世界を舞台に戦うレディの素顔 いまもっともF1に近い女性ドライバーにインタビュー



「身体を鍛えることは私にとって食べることと同じ"Fuel"。レースのためにすべての時間を費やすのはプロとして当たり前」とタチアナ。ホテルはジムの環境で選ぶ。筋肉は1~2日でやらないと落ちてしまうといい、維持するために欠かしたくないのだ。でも一番のトレーニングはマシンに乗ること。もっと身体を鍛えたいが何よりも足りないのは経験だ。第5・6戦の鈴鹿戦は土日で2レースが開催されるため「コース自体は最も過酷ながら、今日よりも明日、もっと良いレースができるはず」と期待している。
 


ところで"食べること"もレーシングドライバーである彼女にはこだわりがある。「自分の身体が楽だから」という理由で食事はビーガン。魚とお米が大好きだというから美味しいお寿司は彼女にとってご馳走なのだ。


 
タチアナが「ここが世界一美味しい」と言う『SUSHI B GINZA』は銀座三原小路にひっそりと店を構える。パリにも出店しておりミシュラン一つ星を4年連続で獲得した名店だ。そんな寿司店もスリーボンドの系列だというから筆者も驚いた。もとは同社がお客様との会食などにも使えるように、つまり限られた方しか訪れることができないお店としてオープンしたそうだが、現在は誰でも訪れることができる。


 
スリーボンドは工業用シール剤や接着剤の開発/ 供給を主軸とし、製品は自動車のエンジンのシール剤などにも採用されている。企業活動はエネルギーのロスを防ぐ取り組みのほか、ゴルフや野球、そしてモータースポーツへの支援も長らく継続的に行っているそうだ。なかでも若手ドライバーの育成を念頭に置いたレース活動では後に有名選手となる国内外のドライバーを数多く輩出してきた。タチアナがチームに参加することについて「良いんじゃないか」と賛同したのは豊富なレース参戦経験と方向性の一致によるものだったのだ。

「日本語でいう"縁"というものでしょうか」とタチアナ。アスリートを育てる、女性のバックアップにも非常にポジティブなこのチームで走ることができて良かった。お互いこれからもっといい関係でプロモーションができるように努力したいと彼女は言う。

**課題一覧**
1. タチアナへのインタビュー記事の内容を、2文でまとめてください。
2. タチアナへのインタビュー記事を、最後の文のあとから続けて書いてください。

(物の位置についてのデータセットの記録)

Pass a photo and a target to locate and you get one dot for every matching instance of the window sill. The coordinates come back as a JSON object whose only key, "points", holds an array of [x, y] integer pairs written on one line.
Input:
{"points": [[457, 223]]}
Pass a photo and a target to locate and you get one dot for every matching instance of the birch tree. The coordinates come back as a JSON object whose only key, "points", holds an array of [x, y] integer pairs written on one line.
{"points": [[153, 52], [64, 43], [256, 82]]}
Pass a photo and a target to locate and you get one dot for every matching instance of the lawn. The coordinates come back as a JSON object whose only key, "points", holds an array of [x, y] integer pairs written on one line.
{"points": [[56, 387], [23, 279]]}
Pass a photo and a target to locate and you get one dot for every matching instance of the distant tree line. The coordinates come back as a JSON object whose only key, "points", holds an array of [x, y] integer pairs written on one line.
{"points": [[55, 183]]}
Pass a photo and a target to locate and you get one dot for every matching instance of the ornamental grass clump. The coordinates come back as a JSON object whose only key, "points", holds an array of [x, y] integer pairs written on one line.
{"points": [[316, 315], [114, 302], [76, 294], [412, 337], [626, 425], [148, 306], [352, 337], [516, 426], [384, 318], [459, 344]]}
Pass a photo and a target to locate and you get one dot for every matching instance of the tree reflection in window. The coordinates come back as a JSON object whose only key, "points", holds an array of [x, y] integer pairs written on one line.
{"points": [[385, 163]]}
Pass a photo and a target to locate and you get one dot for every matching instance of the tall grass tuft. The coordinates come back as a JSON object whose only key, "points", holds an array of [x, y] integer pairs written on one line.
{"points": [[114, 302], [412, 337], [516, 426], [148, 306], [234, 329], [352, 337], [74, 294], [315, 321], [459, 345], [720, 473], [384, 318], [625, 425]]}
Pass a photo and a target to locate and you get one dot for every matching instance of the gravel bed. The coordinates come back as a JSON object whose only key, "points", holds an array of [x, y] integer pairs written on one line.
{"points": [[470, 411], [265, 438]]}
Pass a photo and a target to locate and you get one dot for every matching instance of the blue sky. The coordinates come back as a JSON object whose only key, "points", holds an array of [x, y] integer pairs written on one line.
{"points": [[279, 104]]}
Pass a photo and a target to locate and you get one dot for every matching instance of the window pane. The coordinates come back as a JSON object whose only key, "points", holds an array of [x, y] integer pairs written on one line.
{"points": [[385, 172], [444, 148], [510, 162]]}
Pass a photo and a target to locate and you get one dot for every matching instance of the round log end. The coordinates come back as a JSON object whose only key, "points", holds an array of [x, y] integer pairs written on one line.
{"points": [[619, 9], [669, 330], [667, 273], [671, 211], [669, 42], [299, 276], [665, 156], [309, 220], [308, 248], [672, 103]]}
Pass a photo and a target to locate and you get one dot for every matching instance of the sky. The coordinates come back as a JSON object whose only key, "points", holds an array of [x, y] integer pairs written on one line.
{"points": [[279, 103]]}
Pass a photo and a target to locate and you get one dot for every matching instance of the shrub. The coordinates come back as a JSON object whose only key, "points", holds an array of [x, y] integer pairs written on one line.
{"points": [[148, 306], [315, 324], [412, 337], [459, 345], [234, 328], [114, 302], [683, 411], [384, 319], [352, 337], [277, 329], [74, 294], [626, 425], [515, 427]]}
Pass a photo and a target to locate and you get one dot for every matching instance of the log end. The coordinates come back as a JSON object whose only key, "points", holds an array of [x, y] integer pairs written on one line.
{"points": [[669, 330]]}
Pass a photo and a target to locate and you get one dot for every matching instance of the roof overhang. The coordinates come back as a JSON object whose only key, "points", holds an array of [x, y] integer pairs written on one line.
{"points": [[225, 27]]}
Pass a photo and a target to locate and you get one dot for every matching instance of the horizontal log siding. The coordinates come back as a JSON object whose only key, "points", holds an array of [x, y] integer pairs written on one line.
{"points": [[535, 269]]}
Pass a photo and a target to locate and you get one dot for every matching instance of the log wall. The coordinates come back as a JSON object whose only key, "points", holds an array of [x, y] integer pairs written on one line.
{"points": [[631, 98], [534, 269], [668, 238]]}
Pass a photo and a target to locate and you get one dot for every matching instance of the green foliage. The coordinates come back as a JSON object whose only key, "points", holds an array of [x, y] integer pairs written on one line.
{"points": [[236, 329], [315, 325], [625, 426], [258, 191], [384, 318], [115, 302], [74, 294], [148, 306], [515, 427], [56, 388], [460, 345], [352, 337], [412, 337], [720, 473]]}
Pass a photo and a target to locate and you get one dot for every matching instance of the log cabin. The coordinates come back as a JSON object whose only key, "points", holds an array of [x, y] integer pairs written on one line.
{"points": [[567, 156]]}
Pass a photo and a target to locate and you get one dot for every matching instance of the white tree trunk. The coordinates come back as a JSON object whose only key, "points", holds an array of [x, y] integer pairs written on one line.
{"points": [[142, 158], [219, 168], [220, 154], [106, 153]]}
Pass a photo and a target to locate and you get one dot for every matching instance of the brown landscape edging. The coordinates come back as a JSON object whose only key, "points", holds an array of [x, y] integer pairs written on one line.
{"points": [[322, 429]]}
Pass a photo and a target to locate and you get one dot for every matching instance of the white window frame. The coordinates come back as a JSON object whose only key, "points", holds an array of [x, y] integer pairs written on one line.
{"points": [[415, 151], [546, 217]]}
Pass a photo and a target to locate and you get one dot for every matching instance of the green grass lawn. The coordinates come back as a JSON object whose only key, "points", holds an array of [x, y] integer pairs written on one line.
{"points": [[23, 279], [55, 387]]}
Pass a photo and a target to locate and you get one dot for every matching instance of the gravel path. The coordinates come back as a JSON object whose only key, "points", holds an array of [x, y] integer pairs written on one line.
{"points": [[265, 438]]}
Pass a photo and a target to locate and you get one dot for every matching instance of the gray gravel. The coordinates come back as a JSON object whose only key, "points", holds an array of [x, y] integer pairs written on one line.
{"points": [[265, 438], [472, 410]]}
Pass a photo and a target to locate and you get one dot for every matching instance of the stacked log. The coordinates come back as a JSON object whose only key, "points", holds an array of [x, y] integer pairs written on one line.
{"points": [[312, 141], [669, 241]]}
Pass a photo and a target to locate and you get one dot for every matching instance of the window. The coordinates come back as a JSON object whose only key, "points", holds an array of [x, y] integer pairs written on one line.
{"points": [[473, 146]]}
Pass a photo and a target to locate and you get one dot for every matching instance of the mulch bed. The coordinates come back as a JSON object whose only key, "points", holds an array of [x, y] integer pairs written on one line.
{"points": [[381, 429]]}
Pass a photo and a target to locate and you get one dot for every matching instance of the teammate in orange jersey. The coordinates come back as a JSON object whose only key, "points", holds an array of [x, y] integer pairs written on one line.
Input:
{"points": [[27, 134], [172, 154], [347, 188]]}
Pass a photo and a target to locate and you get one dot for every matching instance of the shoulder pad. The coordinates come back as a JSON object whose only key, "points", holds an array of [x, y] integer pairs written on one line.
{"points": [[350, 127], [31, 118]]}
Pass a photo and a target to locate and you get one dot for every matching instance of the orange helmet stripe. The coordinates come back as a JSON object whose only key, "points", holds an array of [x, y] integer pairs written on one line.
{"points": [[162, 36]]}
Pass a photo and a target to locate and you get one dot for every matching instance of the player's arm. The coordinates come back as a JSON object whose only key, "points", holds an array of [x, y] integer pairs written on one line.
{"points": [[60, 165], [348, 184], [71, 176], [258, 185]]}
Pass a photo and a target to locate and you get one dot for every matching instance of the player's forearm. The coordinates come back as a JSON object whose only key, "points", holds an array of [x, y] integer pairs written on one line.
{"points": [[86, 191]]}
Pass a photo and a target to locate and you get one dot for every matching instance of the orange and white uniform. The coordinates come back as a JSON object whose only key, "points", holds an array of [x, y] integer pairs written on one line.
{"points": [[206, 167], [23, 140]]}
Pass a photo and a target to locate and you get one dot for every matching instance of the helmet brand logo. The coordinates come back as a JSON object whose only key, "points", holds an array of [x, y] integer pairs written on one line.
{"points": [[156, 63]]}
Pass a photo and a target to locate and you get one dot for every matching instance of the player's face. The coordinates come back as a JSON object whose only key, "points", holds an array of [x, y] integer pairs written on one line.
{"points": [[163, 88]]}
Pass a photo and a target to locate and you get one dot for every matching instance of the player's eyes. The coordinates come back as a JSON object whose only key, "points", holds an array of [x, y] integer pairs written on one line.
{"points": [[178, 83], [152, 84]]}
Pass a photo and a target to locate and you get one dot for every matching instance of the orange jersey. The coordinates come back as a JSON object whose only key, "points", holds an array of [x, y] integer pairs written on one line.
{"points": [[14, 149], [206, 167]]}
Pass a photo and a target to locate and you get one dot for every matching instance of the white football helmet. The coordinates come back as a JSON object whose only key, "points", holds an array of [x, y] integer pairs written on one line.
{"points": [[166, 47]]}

**問題の答え**
1. レーシングドライバーのタチアナは、身体を鍛えることを食べることと同じくらい大事だと考えてトレーニングを欠かさず、食事は身体が楽だからという理由でビーガンにしている。彼女が走るチームのスリーボンドは、工業用のシール剤や接着剤を作る会社で、寿司店『SUSHI B GINZA』も系列に持ち、モータースポーツを長く支援して若手ドライバーを多く育ててきた。

2.
世界中の日常すら混乱した2020年。この記事が掲載されるころ、すべてのレースシーズンを終えたタチアナは家族の住むコロンビアか生活拠点を置くスペインでこの一年をどう振り返るのだろう。


Restaurant Information
良質の素材と卓越した技術を隠れ家的な空間で味わう

オープン当初はごく限られた人向けの場であったが、2017年秋より一般営業を開始。その本格的な江戸前鮨のDNAが評価され、フランス・パリ店は4年連続でミシュランの星を獲得している(2020年現在)。銀座中央通りから一本入った路地にあり初めて訪れる際には少々わかりづらいため、お店の場所については予約時にお問合せを。
SUSHI B GINZA
〒104-0061
東京都中央区銀座5-9-62F
TEL: 03-6274-6407
定休日 : 第1・第3土曜日、日曜日



女性初のスーパーフォーミュラドライバーとして注目を集める タチアナ・カルデロン

欧米でフォーミュラレースの経験を積み、2019年には女性として初めてF2に参戦する。2020年にはスリーボンド・ドラゴコルセからスーパーフォーミュラに初参戦しながら、アルファロメオ F1チームの開発ドライバーも務め、さらにELMSにも参戦中。世界を舞台に活躍している注目ドライバーだ。1993年生まれ、コロンビア出身。

文:飯田裕子 写真:前田晃(MAETTICO ) Words:Yuko IIDA Photography:Akira MAEDA(MAETTICO)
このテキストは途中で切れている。